::: Given entries

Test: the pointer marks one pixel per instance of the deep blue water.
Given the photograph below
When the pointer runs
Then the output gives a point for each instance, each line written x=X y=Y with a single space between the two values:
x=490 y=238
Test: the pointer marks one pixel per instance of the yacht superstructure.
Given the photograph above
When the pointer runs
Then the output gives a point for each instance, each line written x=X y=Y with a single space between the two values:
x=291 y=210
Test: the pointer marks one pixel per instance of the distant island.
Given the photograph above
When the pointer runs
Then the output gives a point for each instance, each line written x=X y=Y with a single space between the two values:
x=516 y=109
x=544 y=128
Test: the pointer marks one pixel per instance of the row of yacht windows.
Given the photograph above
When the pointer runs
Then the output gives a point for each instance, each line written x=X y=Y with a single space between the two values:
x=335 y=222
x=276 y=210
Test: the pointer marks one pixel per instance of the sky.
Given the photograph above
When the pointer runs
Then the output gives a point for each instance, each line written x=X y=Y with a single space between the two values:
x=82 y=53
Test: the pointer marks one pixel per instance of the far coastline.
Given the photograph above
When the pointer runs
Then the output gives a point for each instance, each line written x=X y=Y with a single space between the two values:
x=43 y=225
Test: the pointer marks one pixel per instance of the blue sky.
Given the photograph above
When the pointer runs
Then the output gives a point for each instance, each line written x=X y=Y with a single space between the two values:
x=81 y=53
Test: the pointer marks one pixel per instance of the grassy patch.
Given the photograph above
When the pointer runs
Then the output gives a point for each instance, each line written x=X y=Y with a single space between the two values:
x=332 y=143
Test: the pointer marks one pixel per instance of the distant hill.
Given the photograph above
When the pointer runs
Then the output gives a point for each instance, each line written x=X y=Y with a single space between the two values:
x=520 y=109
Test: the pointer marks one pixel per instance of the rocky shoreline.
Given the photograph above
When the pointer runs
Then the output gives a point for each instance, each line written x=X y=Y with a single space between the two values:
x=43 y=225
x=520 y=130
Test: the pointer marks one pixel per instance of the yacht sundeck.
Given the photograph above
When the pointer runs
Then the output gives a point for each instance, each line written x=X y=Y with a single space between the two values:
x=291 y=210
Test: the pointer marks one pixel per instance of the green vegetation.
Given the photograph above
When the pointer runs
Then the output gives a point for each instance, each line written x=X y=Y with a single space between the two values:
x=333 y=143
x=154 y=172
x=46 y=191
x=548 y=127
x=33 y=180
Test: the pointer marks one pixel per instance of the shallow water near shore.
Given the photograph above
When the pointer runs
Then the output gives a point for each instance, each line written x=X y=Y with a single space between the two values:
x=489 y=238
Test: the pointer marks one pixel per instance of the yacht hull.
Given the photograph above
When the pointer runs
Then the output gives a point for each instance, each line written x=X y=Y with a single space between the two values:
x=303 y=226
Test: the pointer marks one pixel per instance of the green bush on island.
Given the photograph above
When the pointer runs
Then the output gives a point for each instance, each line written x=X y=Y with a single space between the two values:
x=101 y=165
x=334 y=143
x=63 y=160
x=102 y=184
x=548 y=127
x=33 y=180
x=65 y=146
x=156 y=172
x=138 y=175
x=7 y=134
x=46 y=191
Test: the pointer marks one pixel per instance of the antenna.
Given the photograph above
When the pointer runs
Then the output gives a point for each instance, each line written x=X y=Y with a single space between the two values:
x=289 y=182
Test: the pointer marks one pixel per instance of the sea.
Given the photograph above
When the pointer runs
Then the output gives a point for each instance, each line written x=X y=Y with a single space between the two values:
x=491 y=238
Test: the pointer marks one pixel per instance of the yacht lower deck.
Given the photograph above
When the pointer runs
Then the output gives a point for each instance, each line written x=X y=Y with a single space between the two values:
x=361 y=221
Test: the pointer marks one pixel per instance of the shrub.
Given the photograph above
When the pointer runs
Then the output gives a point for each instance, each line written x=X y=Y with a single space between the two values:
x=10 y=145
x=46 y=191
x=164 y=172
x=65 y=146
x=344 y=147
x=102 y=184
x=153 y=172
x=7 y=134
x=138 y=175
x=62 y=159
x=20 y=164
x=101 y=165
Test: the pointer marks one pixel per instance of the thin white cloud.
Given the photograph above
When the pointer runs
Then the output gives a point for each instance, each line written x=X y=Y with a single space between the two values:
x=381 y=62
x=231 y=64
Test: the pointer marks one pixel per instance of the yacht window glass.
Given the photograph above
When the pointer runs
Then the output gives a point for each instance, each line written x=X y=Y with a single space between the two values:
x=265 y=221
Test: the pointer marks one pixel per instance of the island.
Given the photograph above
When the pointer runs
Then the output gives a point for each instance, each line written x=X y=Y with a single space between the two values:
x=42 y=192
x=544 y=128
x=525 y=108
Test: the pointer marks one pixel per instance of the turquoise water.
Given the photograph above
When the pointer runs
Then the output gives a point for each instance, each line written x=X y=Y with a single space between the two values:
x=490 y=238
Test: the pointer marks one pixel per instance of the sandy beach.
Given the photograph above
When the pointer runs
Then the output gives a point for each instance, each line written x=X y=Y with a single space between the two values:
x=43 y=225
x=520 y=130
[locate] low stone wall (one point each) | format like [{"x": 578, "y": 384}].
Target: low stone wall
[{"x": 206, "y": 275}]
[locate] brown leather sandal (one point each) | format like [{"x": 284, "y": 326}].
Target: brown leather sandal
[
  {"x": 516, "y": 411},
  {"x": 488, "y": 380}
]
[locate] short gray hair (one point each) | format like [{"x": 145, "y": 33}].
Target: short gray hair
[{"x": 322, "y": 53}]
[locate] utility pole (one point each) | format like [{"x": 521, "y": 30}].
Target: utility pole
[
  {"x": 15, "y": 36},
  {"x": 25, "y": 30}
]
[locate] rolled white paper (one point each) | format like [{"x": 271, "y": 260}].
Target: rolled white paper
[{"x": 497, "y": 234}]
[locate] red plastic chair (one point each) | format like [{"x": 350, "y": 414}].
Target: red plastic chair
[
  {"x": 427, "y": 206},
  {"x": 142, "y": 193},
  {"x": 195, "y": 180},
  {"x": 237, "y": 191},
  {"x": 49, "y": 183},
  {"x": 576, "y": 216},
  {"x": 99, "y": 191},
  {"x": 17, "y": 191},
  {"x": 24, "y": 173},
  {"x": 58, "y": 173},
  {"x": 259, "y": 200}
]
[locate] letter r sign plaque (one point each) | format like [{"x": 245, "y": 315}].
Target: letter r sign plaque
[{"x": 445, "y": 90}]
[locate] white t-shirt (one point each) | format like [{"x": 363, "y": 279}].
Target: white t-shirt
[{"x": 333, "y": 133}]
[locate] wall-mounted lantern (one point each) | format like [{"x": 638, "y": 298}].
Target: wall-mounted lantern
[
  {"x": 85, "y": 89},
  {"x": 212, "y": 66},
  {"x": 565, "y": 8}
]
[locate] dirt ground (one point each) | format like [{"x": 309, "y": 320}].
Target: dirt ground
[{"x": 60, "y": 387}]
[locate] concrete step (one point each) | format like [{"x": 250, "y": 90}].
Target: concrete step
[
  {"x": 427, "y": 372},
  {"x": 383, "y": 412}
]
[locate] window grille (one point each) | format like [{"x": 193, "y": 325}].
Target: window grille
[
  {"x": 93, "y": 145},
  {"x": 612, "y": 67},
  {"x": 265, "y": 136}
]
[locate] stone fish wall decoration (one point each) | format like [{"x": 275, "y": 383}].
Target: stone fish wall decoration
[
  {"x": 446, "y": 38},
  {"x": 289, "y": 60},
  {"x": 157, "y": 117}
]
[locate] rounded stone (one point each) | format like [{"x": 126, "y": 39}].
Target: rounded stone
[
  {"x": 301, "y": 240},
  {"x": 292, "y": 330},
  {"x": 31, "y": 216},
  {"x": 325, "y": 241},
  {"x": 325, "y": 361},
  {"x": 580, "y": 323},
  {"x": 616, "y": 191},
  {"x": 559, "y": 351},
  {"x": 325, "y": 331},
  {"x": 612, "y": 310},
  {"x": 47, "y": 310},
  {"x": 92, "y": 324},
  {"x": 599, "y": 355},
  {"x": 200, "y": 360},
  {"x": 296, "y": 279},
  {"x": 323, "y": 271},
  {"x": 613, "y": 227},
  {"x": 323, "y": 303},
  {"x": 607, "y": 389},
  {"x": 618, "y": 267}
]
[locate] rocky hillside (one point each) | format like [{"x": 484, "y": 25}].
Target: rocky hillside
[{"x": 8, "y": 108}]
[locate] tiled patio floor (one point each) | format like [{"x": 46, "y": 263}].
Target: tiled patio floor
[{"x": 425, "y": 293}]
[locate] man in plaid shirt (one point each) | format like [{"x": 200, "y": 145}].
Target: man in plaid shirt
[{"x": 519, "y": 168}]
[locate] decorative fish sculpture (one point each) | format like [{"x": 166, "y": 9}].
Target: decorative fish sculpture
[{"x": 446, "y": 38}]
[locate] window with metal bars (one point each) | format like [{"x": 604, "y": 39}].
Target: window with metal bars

::::::

◆ Exercise
After locating the line that holds "[locate] window with", print it and each line after it through the end of the data, exactly as it stands.

◆ Solved problem
[locate] window with metal bars (one point each) | format like [{"x": 604, "y": 39}].
Target: window with metal bars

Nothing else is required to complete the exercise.